* Brano di partenza:
────────
Tra questi spicca il n. 18 dell’ottobre 2015, dal titolo Gli insoliti sospetti, che raccoglieva cinque storie gialle con Topolino protagonista dalla qualità molto buona.
In particolare era presente con ben due avventure Claudia Salvatori, la “giallista” disneyana per eccellenza in attività negli anni Novanta, con Il mistero della sachertorte e Il leggendario Rattinger. Già possedevo entrambe sui Topolino originali, ma averle maggiormente a portata di mano era un’occasione a cui non volli rinunciare, anche perché la prima delle due la ricordavo con grande affetto dall’infanzia. La ritrovai convincente e solida come allora, e anche la seconda si difendeva ancora benissimo, con una grazia notevole nella scrittura. Mi chiedo spesso come mai questa autrice sia così sottovalutata e poco ricordata.
Ricostruzione di un rapimento…
Le due avventure erano disegnate da Silvio Camboni, con un tratto forse un po’ ingessato nel rappresentare i personaggi ma che si riscattava con le atmosfere thriller che riusciva a impostare e con l’attenzione al dettaglio negli ambienti e negli oggetti.
L’altra perla dell’albo era L’evasione clinica, di Giorgio Pezzin e Giorgio Cavazzano, una delle storie-simbolo della “fase techno” del disegnatore veneto che però non avevo ancora avuto l’opportunità di leggere. Oltre ad essere veramente interessante da osservare sotto il profilo artistico, con vignette e inquadrature ardite, anche la sceneggiatura reggeva molto bene e l’ambientazione all’interno di un carcere caratterizzava in maniera marcata e insolita la vicenda, con un approccio vincente e avvincente.
Anche L’allucinante “caso” dei furti impossibili era per me inedita: niente di imperdibile stavolta, un giallo come se ne vedevano tanti su Topolino tra gli anni Settanta e Ottanta, eppure Bruno Concina impostò un intreccio piuttosto godibile, senza pretese ma con diverse false piste e un’indagine dal gusto classico ma non noioso. Massimo De Vita ai disegni era nella fase di transizione del suo stile tra quello degli anni Settanta e quello più compiuto di fine anni Ottanta: non è il periodo che preferisco dell’autore, ma si rintracciavano comunque elementi positivi e apprezzabili nel suo tratto, anche quando era per me meno convincente.
────────
* Dati estratti:
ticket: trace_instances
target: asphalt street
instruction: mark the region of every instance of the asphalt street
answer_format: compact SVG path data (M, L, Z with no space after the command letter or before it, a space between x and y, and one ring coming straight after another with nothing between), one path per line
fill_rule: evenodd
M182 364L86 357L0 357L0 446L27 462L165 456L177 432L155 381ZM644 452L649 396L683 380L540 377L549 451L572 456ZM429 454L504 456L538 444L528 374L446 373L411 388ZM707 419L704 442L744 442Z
────────
* Compiti ed esercizi:
[1] Rispondi a queste domande sul brano dedicato all'albo Gli insoliti sospetti:
(a) Chi disegnò Il mistero della sachertorte e Il leggendario Rattinger?
(b) In quale luogo è ambientata la vicenda di L'evasione clinica?
(c) Chi impostò l'intreccio di L'allucinante "caso" dei furti impossibili?
[2] Trascrivi fedelmente dal brano sull'albo Gli insoliti sospetti il passo che comincia con "Ricostruzione di un" e termina con "e negli oggetti.".

* Risposte per numero:
[1]
(a) Silvio Camboni.
(b) All'interno di un carcere.
(c) Bruno Concina.

[2]
Ricostruzione di un rapimento…
Le due avventure erano disegnate da Silvio Camboni, con un tratto forse un po’ ingessato nel rappresentare i personaggi ma che si riscattava con le atmosfere thriller che riusciva a impostare e con l’attenzione al dettaglio negli ambienti e negli oggetti.